> [原文]:

はじめに
高校物理は力学、電磁気学、波、熱力学、原子の5つの単元に分かれています。
高校物理は勉強する単元も多く、その中でもいくつかの分野に分かれていて対策が難しいため、勉強の優先順位を迷っている高校生やつまずいて不安を感じている高校生も少なくないのではないでしょうか。
そこで、この記事では力学、電磁気学、波についてランキング形式でまとめました!
本記事が勉強する際の手助けになれば幸いです。
今回、熱力学、原子は内容の分量が少なく、比較的勉強の指針が立てやすいため割愛させていただきます。
目次
力学
【力学分野難易度第1位】:相対運動
力学の中で最も難しいのは相対運動です。
相対運動とは、ある物体を他の物体を基準にして見た相対的な運動のことを言います。
相対運動では2つ以上の物体について考える必要があるので、2物体の位置や速度の関係など、考えなくてはいけないことが他に比べて多いのが特徴です。
また、物体が複数になることで現象が複雑になり、理解が難しくなってしまいます。
特に慣性力は多くの高校生がつまずきやすいです。

> [データ一覧]:
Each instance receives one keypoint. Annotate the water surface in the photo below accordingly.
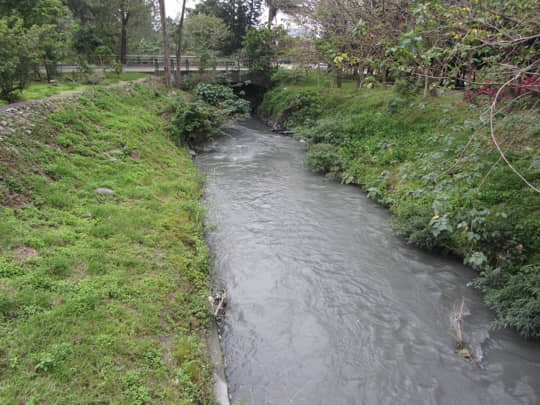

* * *

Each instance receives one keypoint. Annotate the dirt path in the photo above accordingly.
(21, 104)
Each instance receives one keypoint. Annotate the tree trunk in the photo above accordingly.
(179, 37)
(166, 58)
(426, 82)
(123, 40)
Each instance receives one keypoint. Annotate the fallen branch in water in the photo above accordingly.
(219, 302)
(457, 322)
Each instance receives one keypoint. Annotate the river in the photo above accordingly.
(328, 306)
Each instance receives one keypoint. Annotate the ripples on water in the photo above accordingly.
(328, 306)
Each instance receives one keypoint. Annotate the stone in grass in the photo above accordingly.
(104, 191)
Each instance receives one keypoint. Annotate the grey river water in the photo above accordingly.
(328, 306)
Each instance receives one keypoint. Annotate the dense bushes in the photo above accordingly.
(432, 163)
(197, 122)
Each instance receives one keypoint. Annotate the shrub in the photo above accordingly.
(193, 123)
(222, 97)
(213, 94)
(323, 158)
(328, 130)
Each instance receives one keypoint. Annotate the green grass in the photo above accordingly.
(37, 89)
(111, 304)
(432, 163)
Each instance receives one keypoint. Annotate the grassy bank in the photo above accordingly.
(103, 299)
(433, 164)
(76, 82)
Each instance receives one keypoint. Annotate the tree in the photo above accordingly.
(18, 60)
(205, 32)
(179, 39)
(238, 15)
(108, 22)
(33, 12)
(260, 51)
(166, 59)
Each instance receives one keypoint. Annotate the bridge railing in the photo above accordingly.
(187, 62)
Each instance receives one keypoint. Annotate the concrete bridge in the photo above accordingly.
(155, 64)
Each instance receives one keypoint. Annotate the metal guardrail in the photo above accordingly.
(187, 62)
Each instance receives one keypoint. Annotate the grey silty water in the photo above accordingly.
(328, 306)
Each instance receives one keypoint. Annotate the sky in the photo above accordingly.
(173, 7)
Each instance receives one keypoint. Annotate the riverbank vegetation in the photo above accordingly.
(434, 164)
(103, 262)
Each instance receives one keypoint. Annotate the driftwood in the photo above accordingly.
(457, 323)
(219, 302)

...

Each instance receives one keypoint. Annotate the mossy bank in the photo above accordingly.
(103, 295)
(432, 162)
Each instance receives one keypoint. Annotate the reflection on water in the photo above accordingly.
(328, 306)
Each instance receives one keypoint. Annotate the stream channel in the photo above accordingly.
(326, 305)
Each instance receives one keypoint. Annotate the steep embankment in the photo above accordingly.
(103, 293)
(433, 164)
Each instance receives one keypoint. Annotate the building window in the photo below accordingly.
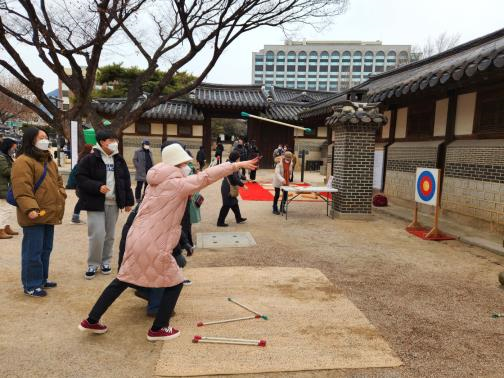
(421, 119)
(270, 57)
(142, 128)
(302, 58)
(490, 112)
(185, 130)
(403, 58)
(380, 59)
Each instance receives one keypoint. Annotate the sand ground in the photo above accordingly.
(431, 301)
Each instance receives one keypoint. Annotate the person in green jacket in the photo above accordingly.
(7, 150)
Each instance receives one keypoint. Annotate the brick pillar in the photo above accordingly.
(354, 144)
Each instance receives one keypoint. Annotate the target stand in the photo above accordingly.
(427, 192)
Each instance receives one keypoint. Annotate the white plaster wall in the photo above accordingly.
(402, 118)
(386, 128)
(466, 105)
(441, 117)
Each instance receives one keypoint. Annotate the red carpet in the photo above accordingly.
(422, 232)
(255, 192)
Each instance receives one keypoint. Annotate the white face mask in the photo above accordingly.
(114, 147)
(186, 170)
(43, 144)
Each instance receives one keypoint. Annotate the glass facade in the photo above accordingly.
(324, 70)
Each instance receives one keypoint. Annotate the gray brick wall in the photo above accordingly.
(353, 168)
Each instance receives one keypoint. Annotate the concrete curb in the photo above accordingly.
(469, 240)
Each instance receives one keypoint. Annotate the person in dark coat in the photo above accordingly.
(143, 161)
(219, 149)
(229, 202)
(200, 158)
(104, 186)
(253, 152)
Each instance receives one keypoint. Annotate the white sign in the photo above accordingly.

> [課題一覧]:
**a)** 原文について、次の問いに答えてください。
(i) 高校物理はいくつの単元に分かれていますか。
(ii) 熱力学と原子を割愛するのはなぜですか。
(iii) 力学の中で最も難しいとされているのは何ですか。
**b)** 原文の「相対運動とは、ある物体を他の物体を基準にして見た相対的な運動のことを言います。」を英語に訳してください。
**c)** 原文の要点を2文でまとめてください。

> [解答]:
**a)**
(i) 5つ(力学、電磁気学、波、熱力学、原子)
(ii) 内容の分量が少なく、比較的勉強の指針が立てやすいから
(iii) 相対運動

**b)** Relative motion refers to the motion of an object as viewed relative to another object taken as the reference.

**c)** 原文は、5つの単元に分かれる高校物理のうち、力学、電磁気学、波をランキング形式でまとめた記事で、分量の少ない熱力学と原子は割愛している。力学で最も難しいのは相対運動で、2つ以上の物体を考える必要があるため現象が複雑になり、特に慣性力で多くの高校生がつまずきやすい。